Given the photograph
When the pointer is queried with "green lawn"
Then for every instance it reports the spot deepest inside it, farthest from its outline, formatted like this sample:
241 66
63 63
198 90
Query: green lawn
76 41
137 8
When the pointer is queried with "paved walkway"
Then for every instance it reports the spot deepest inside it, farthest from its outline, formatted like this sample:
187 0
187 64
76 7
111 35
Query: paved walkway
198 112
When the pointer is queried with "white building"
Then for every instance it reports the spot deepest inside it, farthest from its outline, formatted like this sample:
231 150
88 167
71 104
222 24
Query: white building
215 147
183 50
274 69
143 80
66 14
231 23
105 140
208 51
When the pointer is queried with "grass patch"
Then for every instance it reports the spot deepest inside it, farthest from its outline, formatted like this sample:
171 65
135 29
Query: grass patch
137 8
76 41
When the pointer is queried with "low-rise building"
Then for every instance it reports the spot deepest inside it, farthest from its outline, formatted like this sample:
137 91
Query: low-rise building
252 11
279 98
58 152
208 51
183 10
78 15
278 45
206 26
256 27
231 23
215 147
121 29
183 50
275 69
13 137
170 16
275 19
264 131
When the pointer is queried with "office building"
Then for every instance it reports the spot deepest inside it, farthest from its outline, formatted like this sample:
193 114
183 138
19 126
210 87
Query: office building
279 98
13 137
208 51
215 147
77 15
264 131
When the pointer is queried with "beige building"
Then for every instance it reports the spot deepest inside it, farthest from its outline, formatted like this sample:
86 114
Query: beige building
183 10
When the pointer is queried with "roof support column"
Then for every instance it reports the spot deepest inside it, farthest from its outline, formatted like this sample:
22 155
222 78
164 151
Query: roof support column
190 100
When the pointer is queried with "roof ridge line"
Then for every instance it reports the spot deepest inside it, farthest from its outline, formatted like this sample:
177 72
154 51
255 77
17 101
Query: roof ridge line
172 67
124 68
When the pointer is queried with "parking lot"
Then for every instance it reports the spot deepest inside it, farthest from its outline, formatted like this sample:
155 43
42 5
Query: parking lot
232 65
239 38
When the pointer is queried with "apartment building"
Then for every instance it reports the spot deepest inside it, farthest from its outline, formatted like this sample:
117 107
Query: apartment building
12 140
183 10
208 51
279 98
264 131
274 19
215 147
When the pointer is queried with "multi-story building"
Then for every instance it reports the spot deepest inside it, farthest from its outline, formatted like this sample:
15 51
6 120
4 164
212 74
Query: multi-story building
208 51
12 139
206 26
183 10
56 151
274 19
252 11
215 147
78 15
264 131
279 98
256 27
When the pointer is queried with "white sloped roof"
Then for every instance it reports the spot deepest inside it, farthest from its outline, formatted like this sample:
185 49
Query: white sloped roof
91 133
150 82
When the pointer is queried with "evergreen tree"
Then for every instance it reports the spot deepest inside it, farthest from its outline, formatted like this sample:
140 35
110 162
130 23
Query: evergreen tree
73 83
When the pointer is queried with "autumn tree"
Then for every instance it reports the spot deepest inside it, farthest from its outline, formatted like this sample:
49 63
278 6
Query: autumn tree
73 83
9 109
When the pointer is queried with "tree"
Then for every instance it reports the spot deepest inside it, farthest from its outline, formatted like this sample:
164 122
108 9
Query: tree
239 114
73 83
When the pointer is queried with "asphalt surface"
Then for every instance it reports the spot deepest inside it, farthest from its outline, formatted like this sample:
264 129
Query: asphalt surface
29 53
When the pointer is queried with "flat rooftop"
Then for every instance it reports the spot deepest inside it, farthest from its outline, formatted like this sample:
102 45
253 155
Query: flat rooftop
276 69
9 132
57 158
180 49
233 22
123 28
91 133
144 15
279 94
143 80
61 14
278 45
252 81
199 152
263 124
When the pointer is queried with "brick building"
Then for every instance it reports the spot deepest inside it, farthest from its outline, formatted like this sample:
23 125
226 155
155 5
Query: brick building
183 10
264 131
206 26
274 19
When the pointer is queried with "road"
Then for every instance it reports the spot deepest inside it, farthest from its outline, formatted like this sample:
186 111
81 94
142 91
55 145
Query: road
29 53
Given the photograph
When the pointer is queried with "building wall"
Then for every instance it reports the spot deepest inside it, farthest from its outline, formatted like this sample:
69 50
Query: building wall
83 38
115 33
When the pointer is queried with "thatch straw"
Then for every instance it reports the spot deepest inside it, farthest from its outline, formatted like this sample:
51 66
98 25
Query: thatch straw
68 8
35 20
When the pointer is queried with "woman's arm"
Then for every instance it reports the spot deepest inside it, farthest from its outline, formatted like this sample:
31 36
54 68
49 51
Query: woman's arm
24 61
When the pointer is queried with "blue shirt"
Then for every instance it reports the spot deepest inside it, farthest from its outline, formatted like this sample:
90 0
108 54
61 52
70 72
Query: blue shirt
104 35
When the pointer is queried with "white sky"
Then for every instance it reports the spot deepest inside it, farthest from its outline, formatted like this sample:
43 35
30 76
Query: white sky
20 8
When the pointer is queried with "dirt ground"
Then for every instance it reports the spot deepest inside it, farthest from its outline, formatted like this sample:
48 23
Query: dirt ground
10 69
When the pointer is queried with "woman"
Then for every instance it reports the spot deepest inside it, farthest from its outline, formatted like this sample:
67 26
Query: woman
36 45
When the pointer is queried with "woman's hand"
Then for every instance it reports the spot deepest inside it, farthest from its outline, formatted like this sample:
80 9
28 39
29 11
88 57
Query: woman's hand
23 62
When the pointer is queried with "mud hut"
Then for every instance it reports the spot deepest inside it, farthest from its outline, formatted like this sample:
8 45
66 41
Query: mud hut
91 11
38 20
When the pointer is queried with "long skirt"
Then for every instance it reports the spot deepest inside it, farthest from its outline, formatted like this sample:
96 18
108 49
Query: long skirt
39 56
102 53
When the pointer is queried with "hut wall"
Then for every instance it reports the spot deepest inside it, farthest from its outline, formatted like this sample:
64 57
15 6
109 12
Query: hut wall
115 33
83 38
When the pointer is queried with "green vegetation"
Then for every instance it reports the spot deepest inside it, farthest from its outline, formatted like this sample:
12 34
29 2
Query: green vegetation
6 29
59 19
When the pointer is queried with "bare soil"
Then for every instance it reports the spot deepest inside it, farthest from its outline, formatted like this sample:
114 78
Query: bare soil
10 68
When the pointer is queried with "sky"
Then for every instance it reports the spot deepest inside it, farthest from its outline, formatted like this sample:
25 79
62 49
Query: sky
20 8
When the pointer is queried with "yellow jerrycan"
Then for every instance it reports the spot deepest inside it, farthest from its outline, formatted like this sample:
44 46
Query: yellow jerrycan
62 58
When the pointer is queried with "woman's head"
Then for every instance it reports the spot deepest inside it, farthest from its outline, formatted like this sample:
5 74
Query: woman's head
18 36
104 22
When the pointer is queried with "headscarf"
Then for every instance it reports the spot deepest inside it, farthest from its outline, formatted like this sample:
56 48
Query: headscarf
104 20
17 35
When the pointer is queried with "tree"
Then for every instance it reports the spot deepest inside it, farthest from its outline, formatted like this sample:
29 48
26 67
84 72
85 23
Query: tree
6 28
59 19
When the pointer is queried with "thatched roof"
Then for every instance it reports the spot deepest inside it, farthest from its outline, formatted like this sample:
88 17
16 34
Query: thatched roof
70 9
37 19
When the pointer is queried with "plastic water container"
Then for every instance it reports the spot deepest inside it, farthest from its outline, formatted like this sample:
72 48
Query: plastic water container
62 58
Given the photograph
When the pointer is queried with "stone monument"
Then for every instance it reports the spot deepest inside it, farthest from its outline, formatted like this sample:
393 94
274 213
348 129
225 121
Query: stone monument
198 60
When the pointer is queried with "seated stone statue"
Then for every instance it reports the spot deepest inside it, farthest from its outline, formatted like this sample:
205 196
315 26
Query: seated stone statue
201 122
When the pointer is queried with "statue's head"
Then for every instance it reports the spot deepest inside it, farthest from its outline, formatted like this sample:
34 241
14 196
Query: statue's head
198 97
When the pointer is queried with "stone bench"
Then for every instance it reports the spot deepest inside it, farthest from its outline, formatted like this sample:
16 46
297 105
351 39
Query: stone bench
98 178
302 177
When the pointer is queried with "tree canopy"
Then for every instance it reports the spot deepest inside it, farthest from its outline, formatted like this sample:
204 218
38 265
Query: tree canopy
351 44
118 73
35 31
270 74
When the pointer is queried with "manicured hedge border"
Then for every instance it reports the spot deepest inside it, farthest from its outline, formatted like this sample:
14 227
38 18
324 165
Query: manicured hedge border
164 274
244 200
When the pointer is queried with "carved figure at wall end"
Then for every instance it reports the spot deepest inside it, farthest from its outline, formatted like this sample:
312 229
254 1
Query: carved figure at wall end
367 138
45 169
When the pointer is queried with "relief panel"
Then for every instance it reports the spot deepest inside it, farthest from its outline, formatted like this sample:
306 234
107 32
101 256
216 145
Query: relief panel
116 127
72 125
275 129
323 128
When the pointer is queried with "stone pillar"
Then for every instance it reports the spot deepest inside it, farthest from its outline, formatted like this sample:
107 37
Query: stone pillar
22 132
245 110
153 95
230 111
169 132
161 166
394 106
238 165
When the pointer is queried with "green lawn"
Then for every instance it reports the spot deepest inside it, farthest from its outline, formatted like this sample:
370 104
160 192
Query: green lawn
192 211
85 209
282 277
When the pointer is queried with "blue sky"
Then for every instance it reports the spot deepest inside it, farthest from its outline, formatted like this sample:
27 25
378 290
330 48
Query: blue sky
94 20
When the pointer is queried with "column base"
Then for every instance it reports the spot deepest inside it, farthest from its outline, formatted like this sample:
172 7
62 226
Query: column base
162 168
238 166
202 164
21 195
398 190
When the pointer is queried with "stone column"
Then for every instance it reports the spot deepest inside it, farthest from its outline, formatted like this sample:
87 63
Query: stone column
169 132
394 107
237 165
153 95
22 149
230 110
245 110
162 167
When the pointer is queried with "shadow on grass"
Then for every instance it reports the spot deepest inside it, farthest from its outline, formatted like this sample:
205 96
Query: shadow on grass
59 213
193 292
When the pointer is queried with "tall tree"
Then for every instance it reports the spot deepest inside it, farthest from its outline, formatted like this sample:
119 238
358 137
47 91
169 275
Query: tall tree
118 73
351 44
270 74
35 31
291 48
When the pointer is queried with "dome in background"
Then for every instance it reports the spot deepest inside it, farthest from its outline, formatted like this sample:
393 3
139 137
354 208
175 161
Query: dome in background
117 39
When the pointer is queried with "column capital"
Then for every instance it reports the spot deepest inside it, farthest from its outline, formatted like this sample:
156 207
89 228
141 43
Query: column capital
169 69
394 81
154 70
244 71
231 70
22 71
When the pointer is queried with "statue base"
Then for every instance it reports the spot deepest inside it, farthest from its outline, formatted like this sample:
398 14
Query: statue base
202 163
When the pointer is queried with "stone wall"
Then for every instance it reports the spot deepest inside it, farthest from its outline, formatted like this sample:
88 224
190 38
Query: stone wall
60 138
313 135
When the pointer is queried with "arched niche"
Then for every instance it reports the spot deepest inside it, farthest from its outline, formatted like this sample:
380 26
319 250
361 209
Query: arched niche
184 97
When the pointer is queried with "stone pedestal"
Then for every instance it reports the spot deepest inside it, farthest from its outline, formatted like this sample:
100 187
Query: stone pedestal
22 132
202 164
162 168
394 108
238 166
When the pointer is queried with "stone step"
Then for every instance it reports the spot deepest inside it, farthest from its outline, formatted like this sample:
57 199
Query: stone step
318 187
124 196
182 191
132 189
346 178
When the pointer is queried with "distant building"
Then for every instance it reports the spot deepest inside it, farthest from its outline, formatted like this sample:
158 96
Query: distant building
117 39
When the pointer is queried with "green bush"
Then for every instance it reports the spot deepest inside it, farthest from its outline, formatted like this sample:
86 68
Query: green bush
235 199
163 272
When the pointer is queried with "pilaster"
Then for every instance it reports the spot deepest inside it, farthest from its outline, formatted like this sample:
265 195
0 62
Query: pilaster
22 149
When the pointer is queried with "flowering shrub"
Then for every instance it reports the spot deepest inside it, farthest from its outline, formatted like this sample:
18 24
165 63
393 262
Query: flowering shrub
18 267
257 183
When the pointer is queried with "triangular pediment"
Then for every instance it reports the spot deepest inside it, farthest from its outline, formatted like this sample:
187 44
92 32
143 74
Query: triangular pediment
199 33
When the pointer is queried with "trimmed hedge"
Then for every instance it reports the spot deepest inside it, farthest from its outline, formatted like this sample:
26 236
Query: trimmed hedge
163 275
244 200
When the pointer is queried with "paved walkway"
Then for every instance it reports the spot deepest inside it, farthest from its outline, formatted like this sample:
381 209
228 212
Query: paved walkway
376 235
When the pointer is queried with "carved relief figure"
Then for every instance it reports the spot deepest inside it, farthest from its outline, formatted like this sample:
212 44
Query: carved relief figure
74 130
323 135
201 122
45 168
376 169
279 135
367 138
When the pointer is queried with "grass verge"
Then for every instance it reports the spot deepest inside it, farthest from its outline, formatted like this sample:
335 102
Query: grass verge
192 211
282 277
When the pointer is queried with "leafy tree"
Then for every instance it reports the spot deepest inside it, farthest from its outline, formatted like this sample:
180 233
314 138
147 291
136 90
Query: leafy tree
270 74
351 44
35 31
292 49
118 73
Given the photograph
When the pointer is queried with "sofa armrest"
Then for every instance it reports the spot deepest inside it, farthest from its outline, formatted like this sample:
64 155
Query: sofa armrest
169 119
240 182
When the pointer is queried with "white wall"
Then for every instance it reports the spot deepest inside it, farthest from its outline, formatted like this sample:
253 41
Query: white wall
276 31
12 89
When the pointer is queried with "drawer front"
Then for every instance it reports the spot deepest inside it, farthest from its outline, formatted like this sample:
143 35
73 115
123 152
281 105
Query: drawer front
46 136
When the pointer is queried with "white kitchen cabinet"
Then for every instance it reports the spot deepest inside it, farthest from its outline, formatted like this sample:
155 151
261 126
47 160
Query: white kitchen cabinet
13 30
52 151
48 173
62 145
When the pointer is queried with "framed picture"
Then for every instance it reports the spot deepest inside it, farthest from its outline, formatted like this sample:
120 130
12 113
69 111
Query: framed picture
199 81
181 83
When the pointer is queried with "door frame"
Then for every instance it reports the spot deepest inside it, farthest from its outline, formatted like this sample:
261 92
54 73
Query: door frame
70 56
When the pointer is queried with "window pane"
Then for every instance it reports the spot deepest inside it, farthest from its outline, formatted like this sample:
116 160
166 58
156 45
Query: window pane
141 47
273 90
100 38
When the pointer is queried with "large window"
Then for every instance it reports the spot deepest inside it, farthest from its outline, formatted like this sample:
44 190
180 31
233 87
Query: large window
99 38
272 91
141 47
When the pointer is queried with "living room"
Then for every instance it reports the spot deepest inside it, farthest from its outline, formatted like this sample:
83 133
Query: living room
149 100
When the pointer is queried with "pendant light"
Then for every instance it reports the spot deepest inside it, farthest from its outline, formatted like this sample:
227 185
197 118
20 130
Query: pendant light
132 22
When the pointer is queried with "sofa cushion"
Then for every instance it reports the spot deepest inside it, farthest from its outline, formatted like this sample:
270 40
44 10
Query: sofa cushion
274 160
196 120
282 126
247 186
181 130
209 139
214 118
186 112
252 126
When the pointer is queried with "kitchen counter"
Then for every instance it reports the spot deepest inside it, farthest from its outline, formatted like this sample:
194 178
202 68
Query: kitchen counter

────────────────

__About this exercise__:
Lines with the word "counter" in them: report all of these from the listing above.

__Answer to the exercise__:
When the pointer is queried with "kitchen counter"
Query: kitchen counter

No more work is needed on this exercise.